*Records from a data source:*
-*-

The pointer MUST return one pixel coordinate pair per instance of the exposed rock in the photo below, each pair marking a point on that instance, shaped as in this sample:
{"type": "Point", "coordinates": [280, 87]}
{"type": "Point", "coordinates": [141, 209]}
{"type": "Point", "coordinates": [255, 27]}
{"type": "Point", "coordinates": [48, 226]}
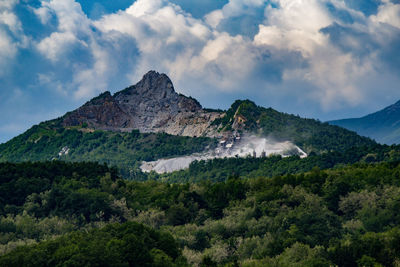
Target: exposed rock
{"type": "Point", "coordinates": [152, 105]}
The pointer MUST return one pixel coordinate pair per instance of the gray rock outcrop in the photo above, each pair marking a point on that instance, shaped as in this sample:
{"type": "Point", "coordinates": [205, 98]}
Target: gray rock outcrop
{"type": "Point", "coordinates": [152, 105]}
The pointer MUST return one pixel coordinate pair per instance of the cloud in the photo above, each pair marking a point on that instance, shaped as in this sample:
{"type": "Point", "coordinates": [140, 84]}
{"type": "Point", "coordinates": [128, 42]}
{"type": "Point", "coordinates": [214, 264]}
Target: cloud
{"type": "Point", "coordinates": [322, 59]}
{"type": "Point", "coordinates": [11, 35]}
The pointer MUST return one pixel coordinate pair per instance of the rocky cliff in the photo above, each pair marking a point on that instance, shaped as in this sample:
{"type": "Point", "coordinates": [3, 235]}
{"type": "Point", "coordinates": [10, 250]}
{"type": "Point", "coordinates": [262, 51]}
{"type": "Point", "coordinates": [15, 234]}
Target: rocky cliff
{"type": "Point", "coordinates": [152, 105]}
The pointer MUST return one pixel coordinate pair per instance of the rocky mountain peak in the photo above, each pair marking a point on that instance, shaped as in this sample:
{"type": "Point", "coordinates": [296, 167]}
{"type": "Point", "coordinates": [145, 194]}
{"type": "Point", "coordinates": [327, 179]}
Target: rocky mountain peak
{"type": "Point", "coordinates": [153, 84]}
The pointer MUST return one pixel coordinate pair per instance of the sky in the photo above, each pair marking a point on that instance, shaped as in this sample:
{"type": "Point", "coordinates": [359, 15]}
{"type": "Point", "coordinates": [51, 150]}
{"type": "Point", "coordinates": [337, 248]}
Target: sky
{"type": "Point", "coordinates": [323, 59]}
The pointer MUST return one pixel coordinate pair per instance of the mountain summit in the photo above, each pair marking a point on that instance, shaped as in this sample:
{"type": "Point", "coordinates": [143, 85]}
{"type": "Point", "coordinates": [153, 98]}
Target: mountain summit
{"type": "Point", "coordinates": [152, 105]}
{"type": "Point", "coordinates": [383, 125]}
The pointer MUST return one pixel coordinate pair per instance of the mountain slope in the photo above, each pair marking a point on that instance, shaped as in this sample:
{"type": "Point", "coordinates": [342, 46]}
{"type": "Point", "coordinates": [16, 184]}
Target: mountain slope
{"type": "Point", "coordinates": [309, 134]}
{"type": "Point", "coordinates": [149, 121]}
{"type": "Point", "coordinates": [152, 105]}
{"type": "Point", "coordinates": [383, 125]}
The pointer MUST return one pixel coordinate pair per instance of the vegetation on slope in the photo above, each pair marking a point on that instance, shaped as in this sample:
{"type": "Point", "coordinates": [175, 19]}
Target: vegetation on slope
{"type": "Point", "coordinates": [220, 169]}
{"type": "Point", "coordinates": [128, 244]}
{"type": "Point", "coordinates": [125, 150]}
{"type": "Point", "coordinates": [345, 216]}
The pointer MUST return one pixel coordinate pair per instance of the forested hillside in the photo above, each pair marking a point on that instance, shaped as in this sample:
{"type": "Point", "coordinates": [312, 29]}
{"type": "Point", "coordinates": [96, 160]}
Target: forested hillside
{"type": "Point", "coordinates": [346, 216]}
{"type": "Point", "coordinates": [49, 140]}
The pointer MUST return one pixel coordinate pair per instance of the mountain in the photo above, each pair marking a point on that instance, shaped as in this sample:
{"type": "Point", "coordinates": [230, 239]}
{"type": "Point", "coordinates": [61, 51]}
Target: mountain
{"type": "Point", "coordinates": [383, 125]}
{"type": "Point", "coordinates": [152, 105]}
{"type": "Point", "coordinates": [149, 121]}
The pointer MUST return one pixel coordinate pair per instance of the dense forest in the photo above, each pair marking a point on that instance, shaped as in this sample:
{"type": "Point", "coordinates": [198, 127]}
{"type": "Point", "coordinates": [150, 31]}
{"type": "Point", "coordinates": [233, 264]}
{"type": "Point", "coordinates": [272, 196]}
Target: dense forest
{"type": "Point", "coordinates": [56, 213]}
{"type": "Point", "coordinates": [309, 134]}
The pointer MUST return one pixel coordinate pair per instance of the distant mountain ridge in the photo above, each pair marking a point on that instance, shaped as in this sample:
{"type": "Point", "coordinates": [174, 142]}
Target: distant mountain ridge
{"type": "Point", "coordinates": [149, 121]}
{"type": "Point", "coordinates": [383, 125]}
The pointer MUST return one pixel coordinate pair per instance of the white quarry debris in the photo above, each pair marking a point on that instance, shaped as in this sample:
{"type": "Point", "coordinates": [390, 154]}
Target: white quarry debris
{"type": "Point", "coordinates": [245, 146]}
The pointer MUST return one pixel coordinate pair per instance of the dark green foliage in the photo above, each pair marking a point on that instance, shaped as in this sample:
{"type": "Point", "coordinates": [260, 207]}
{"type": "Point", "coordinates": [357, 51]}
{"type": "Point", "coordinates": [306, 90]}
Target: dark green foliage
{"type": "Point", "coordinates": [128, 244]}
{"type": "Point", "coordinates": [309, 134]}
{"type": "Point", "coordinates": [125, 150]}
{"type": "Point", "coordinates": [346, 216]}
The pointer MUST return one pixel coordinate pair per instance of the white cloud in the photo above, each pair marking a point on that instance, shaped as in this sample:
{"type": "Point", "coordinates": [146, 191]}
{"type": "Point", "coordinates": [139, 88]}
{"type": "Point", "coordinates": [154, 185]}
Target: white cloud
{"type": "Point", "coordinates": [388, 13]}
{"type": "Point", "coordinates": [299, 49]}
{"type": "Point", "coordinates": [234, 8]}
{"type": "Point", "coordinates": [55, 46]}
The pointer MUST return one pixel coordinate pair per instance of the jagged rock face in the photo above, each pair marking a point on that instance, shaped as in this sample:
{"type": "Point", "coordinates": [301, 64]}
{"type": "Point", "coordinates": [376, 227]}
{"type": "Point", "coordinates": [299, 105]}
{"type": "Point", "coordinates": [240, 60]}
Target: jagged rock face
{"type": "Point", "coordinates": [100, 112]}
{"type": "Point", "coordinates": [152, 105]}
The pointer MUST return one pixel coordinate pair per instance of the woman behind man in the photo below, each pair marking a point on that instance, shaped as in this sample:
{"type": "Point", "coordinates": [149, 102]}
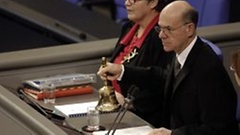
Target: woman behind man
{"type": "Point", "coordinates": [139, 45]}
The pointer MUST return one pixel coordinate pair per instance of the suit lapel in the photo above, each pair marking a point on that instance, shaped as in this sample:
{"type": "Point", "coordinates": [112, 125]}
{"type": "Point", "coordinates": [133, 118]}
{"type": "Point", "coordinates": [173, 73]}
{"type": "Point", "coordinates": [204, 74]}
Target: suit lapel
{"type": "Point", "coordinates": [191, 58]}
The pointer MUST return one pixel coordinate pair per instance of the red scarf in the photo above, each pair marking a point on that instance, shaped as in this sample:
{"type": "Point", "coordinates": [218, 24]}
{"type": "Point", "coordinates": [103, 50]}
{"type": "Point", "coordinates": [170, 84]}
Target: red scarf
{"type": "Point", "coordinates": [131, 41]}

-*-

*Description of the task:*
Any pictures should be dropped; transcribe the rest of the records above exactly.

*Solution:*
The pointer MUST return one pixel coordinate pair per instance of the exposed rock in the photo below, each pair marking a point on that instance, shaped as in this sample:
{"type": "Point", "coordinates": [280, 87]}
{"type": "Point", "coordinates": [141, 209]}
{"type": "Point", "coordinates": [255, 27]}
{"type": "Point", "coordinates": [48, 226]}
Target: exposed rock
{"type": "Point", "coordinates": [152, 105]}
The pointer MUST return one pixel coordinate pair per instance of the gray rock outcrop in the photo above, each pair marking a point on that instance, shaped as in this sample:
{"type": "Point", "coordinates": [205, 98]}
Target: gray rock outcrop
{"type": "Point", "coordinates": [152, 105]}
The pointer MUST return one pixel coordinate pair per instance of the cloud in the photo above, each pair marking a point on that instance, shaped as in this sample:
{"type": "Point", "coordinates": [140, 84]}
{"type": "Point", "coordinates": [128, 42]}
{"type": "Point", "coordinates": [214, 264]}
Target: cloud
{"type": "Point", "coordinates": [322, 59]}
{"type": "Point", "coordinates": [11, 35]}
The pointer MUST return one pixel coordinate pair per instance of the rocky cliff in the photo above, each pair marking a point on that instance, shaped as in this sample:
{"type": "Point", "coordinates": [3, 235]}
{"type": "Point", "coordinates": [10, 250]}
{"type": "Point", "coordinates": [262, 51]}
{"type": "Point", "coordinates": [15, 234]}
Target: rocky cliff
{"type": "Point", "coordinates": [152, 105]}
The pointer MUST return one pixel coordinate pair per instance of the rocky mountain peak in the photo above, each pair marking a point on that instance, shaped as in this sample:
{"type": "Point", "coordinates": [296, 167]}
{"type": "Point", "coordinates": [145, 194]}
{"type": "Point", "coordinates": [327, 179]}
Target: rocky mountain peak
{"type": "Point", "coordinates": [153, 84]}
The pointer MUST return one pixel coordinate pair per instance of the sky in the photo above, each pair marking a point on that instance, shaped as in this sample:
{"type": "Point", "coordinates": [359, 15]}
{"type": "Point", "coordinates": [51, 150]}
{"type": "Point", "coordinates": [337, 248]}
Target: sky
{"type": "Point", "coordinates": [323, 59]}
The pointer MUST return one pixel coordinate pair per instance of the mountain summit in the photo above, each pair marking a point on that instance, shaped as in this sample:
{"type": "Point", "coordinates": [143, 85]}
{"type": "Point", "coordinates": [153, 98]}
Target: mountain summit
{"type": "Point", "coordinates": [152, 105]}
{"type": "Point", "coordinates": [383, 125]}
The pointer MUST return one pixel coordinate pair per instance of the mountain slope in the photo above, each pair marking a point on that instance, shaped as in this sample:
{"type": "Point", "coordinates": [342, 46]}
{"type": "Point", "coordinates": [16, 184]}
Target: mountain slope
{"type": "Point", "coordinates": [309, 134]}
{"type": "Point", "coordinates": [149, 121]}
{"type": "Point", "coordinates": [152, 105]}
{"type": "Point", "coordinates": [383, 125]}
The pointer MUST return one pixel coordinate pair per instance of the vegetation on slope in the photo above, each pair marking a point on that instance, shaped as in this sample:
{"type": "Point", "coordinates": [175, 19]}
Target: vegetation on slope
{"type": "Point", "coordinates": [220, 169]}
{"type": "Point", "coordinates": [128, 244]}
{"type": "Point", "coordinates": [125, 150]}
{"type": "Point", "coordinates": [345, 216]}
The pointer MUST return one pixel coordinate pair per instance of the forested hillside in the photo above, each pair marking a point on that instance, shaped as in this sample:
{"type": "Point", "coordinates": [312, 29]}
{"type": "Point", "coordinates": [96, 160]}
Target: forested hillside
{"type": "Point", "coordinates": [346, 216]}
{"type": "Point", "coordinates": [49, 140]}
The pointer MUST return one pixel coordinate pair per instance of the mountain in the photo above, each pair marking a point on that instance, shaped as in this sample:
{"type": "Point", "coordinates": [230, 239]}
{"type": "Point", "coordinates": [61, 51]}
Target: mountain
{"type": "Point", "coordinates": [383, 125]}
{"type": "Point", "coordinates": [152, 105]}
{"type": "Point", "coordinates": [149, 121]}
The pointer MUST return one pixel coordinate pair per instance of the dense forest in the photo above, each pair marking a point on that instance, shaped as in this sample:
{"type": "Point", "coordinates": [198, 127]}
{"type": "Point", "coordinates": [150, 31]}
{"type": "Point", "coordinates": [233, 264]}
{"type": "Point", "coordinates": [272, 196]}
Target: dense forest
{"type": "Point", "coordinates": [56, 213]}
{"type": "Point", "coordinates": [309, 134]}
The pointer MUST return one pixel coordinate pair per instance of the distant mountain ridge in the photo above, each pair marking a point on that instance, shaped as in this sample:
{"type": "Point", "coordinates": [174, 142]}
Target: distant mountain ridge
{"type": "Point", "coordinates": [149, 121]}
{"type": "Point", "coordinates": [383, 125]}
The pointer MUST return one pixel coordinate pair per instance of the white quarry debris in the photo above, each pair marking a point on that instance, shaped as in this sample:
{"type": "Point", "coordinates": [390, 154]}
Target: white quarry debris
{"type": "Point", "coordinates": [245, 146]}
The pointer MUST return one pixel coordinate pair per instance of the dark green foliage in the photo above, each pair marking a point on that instance, shaped as in this sample:
{"type": "Point", "coordinates": [260, 207]}
{"type": "Point", "coordinates": [357, 51]}
{"type": "Point", "coordinates": [306, 90]}
Target: dark green foliage
{"type": "Point", "coordinates": [128, 244]}
{"type": "Point", "coordinates": [309, 134]}
{"type": "Point", "coordinates": [125, 150]}
{"type": "Point", "coordinates": [346, 216]}
The pointer MUST return one pixel coordinate pair per instance of the white cloud in the photo above, each pair marking a point on that instance, shaped as in this sample:
{"type": "Point", "coordinates": [146, 191]}
{"type": "Point", "coordinates": [139, 88]}
{"type": "Point", "coordinates": [154, 185]}
Target: white cloud
{"type": "Point", "coordinates": [388, 13]}
{"type": "Point", "coordinates": [299, 49]}
{"type": "Point", "coordinates": [234, 8]}
{"type": "Point", "coordinates": [55, 46]}
The pointer MUST return one pixel coordinate pair per instance of the jagged rock face in the photo above, each pair marking a point on that instance, shaped as in this sample:
{"type": "Point", "coordinates": [301, 64]}
{"type": "Point", "coordinates": [376, 227]}
{"type": "Point", "coordinates": [299, 105]}
{"type": "Point", "coordinates": [240, 60]}
Target: jagged rock face
{"type": "Point", "coordinates": [100, 112]}
{"type": "Point", "coordinates": [152, 105]}
The pointer MUST return one pixel coordinate pair per instance of the woman behind man in the photo below, each pair marking a point on that instance, shaped as in this sample:
{"type": "Point", "coordinates": [149, 102]}
Target: woman behind man
{"type": "Point", "coordinates": [139, 45]}
The pointer MUST return one pixel coordinate pair per instance of the suit lapel in the photo above, each pair marking a point on that instance, shaped as in this sample:
{"type": "Point", "coordinates": [112, 125]}
{"type": "Point", "coordinates": [133, 118]}
{"type": "Point", "coordinates": [173, 73]}
{"type": "Point", "coordinates": [204, 74]}
Target: suit lapel
{"type": "Point", "coordinates": [191, 58]}
The pointer MUST return one pixel coordinate pair per instance of the red scarf in the photo above, each pair marking a point on that instance, shaped as in this sample:
{"type": "Point", "coordinates": [218, 24]}
{"type": "Point", "coordinates": [103, 50]}
{"type": "Point", "coordinates": [170, 84]}
Target: red scarf
{"type": "Point", "coordinates": [131, 41]}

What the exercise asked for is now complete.